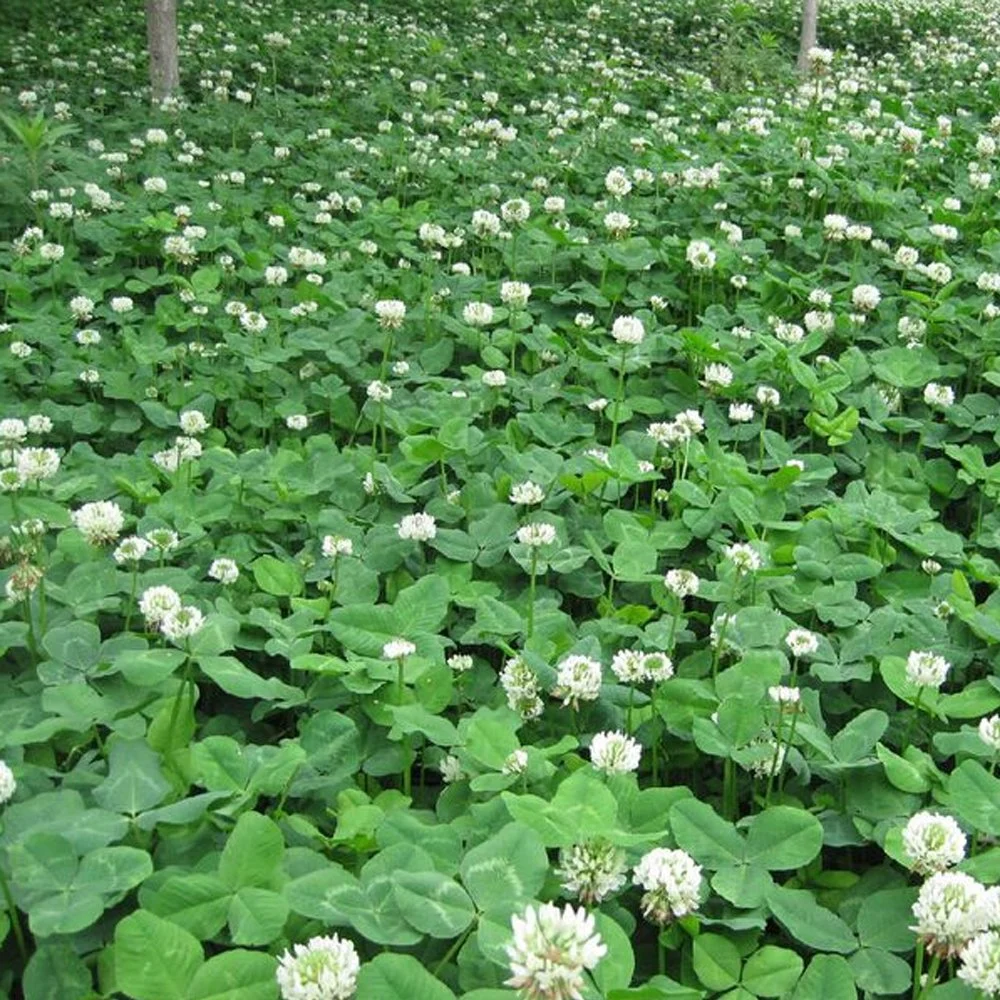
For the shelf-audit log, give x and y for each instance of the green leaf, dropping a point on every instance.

* * *

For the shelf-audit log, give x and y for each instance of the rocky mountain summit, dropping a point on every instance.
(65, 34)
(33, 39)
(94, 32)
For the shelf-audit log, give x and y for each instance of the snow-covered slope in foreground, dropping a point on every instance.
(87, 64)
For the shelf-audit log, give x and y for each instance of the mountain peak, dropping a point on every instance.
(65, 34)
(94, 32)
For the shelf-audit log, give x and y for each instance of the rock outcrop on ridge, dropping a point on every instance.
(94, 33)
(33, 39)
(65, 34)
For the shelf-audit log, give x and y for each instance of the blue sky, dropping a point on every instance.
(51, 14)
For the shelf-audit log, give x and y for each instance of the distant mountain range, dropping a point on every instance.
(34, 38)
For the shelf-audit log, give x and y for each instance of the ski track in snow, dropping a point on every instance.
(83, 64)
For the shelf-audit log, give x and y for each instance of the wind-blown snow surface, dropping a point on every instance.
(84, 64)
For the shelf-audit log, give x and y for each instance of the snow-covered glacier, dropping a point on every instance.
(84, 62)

Set exercise — Show every line of the items above that contains the word "mountain".

Correct answer —
For the shelf-audit log, give x and y for each instance of the rocky mountain summit, dropping a point on every instance.
For the shelf-audit log, give x and y for each instance of the mountain peak, dropping a point on every instance.
For the shelf-audit log, give x and y for each instance of the distant mountain range, dropping a point on every instance.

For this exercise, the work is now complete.